Return all of the entries below, word for word. Omit each picture.
--- Available data ---
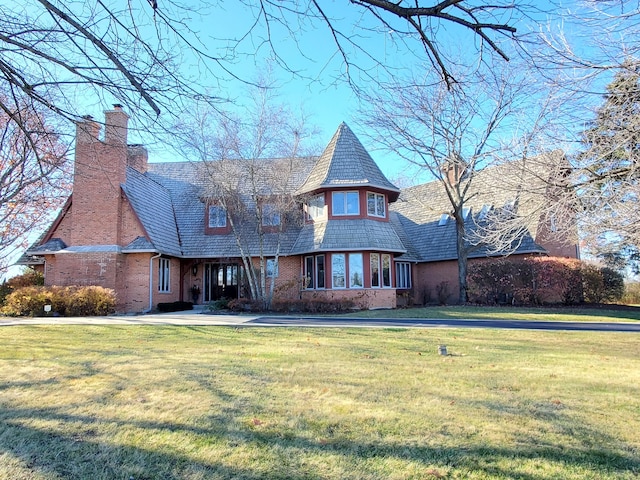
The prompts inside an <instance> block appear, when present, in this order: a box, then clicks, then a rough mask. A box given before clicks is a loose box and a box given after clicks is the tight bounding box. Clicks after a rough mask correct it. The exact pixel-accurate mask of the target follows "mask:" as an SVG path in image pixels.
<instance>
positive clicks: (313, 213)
mask: <svg viewBox="0 0 640 480" xmlns="http://www.w3.org/2000/svg"><path fill="white" fill-rule="evenodd" d="M315 200H319V201H318V204H317V205H316V204H314V201H315ZM320 204H321V205H320ZM304 213H305V217H306V220H308V221H312V220H322V219H326V218H327V204H326V202H325V197H324V193H320V194H318V195H314V196H313V197H311V198H310V199H309V201H308V202H307V203H306V204H305V212H304ZM314 213H315V214H314Z"/></svg>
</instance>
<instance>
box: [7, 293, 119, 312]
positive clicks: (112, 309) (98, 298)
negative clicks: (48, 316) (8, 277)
mask: <svg viewBox="0 0 640 480" xmlns="http://www.w3.org/2000/svg"><path fill="white" fill-rule="evenodd" d="M45 305H51V311H50V312H45V309H44V306H45ZM115 307H116V296H115V292H114V291H113V290H112V289H110V288H104V287H98V286H87V287H80V286H69V287H56V286H51V287H42V286H31V287H22V288H18V289H16V290H15V291H13V292H12V293H10V294H9V295H8V296H7V298H6V301H5V305H4V307H2V309H1V310H0V311H1V313H2V314H3V315H8V316H13V317H24V316H28V317H42V316H49V315H53V316H66V317H75V316H96V315H109V314H112V313H114V312H115Z"/></svg>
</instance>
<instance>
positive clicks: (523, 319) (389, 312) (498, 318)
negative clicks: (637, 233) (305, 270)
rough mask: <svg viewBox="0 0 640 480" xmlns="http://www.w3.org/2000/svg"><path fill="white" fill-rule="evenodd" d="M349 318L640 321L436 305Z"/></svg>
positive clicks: (629, 309) (470, 307)
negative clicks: (433, 306) (423, 318)
mask: <svg viewBox="0 0 640 480" xmlns="http://www.w3.org/2000/svg"><path fill="white" fill-rule="evenodd" d="M348 316H352V317H369V318H387V317H391V318H433V319H438V318H462V319H502V320H535V321H540V322H542V321H565V322H581V321H582V322H624V321H636V320H640V308H638V309H632V308H629V309H625V310H614V309H607V307H606V306H603V307H602V308H579V307H555V308H553V307H540V308H532V307H484V306H483V307H473V306H466V305H465V306H460V305H452V306H438V307H424V308H407V309H397V310H367V311H360V312H355V313H352V314H349V315H348Z"/></svg>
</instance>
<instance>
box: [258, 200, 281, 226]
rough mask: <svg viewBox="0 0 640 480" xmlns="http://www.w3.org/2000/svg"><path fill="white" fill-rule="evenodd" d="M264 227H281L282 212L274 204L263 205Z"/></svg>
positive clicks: (262, 214)
mask: <svg viewBox="0 0 640 480" xmlns="http://www.w3.org/2000/svg"><path fill="white" fill-rule="evenodd" d="M262 225H263V226H264V227H277V226H278V225H280V212H279V211H278V209H277V207H276V206H275V205H274V204H273V203H264V204H262Z"/></svg>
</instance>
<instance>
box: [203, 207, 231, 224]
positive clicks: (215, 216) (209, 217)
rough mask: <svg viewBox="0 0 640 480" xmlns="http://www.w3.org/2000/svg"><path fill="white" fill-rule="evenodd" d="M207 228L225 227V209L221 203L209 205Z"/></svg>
mask: <svg viewBox="0 0 640 480" xmlns="http://www.w3.org/2000/svg"><path fill="white" fill-rule="evenodd" d="M208 225H209V228H226V226H227V209H226V208H224V207H223V206H222V205H209V223H208Z"/></svg>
---
Written solution
The prompts inside an <instance> block appear, when present, in this order: a box, then clicks, then a rough mask. A box given before clicks is a loose box and a box given after clicks is the tight bounding box. Clicks after a rough mask correct it. The exact pixel-accurate mask of the target follows "mask:" as an SVG path in image pixels.
<instance>
positive clicks: (313, 213)
mask: <svg viewBox="0 0 640 480" xmlns="http://www.w3.org/2000/svg"><path fill="white" fill-rule="evenodd" d="M315 200H319V201H318V204H317V205H316V204H314V201H315ZM320 204H321V205H320ZM304 213H305V217H306V220H308V221H312V220H322V219H326V218H327V204H326V202H325V197H324V193H320V194H318V195H314V196H313V197H311V198H310V199H309V201H308V202H307V203H306V204H305V212H304ZM314 213H315V214H314Z"/></svg>
</instance>
<instance>
box: [7, 293, 119, 312]
positive clicks: (112, 309) (98, 298)
negative clicks: (48, 316) (8, 277)
mask: <svg viewBox="0 0 640 480" xmlns="http://www.w3.org/2000/svg"><path fill="white" fill-rule="evenodd" d="M45 305H51V311H50V312H45V309H44V306H45ZM115 307H116V296H115V292H114V291H113V290H112V289H110V288H104V287H98V286H87V287H80V286H69V287H56V286H51V287H42V286H31V287H22V288H18V289H16V290H15V291H13V292H12V293H10V294H9V295H8V296H7V298H6V301H5V305H4V307H2V309H1V310H0V311H1V313H2V314H3V315H8V316H13V317H24V316H28V317H42V316H49V315H53V316H66V317H75V316H96V315H109V314H112V313H114V312H115Z"/></svg>
</instance>
<instance>
positive clicks: (523, 319) (389, 312) (498, 318)
negative clicks: (637, 233) (305, 270)
rough mask: <svg viewBox="0 0 640 480" xmlns="http://www.w3.org/2000/svg"><path fill="white" fill-rule="evenodd" d="M349 318L640 321L436 305Z"/></svg>
positive clicks: (629, 309) (470, 307)
negative clicks: (433, 306) (423, 318)
mask: <svg viewBox="0 0 640 480" xmlns="http://www.w3.org/2000/svg"><path fill="white" fill-rule="evenodd" d="M348 316H352V317H369V318H387V317H391V318H433V319H438V318H462V319H502V320H535V321H540V322H542V321H565V322H581V321H582V322H624V321H636V320H640V308H638V309H632V308H629V309H625V310H614V309H607V307H606V306H603V307H602V308H579V307H555V308H553V307H540V308H532V307H484V306H483V307H473V306H466V305H465V306H460V305H452V306H438V307H424V308H407V309H397V310H367V311H360V312H355V313H352V314H349V315H348Z"/></svg>
</instance>
<instance>
box: [258, 200, 281, 226]
rough mask: <svg viewBox="0 0 640 480" xmlns="http://www.w3.org/2000/svg"><path fill="white" fill-rule="evenodd" d="M264 227H281L282 212L274 204L263 205Z"/></svg>
positive clicks: (262, 214)
mask: <svg viewBox="0 0 640 480" xmlns="http://www.w3.org/2000/svg"><path fill="white" fill-rule="evenodd" d="M262 225H263V226H264V227H277V226H278V225H280V212H279V211H278V209H277V207H276V206H275V205H274V204H273V203H264V204H262Z"/></svg>
</instance>
<instance>
box: [203, 207, 231, 224]
positive clicks: (215, 216) (209, 217)
rough mask: <svg viewBox="0 0 640 480" xmlns="http://www.w3.org/2000/svg"><path fill="white" fill-rule="evenodd" d="M207 228L225 227V209L221 203L209 205Z"/></svg>
mask: <svg viewBox="0 0 640 480" xmlns="http://www.w3.org/2000/svg"><path fill="white" fill-rule="evenodd" d="M208 225H209V228H226V226H227V209H226V208H224V207H223V206H222V205H209V223H208Z"/></svg>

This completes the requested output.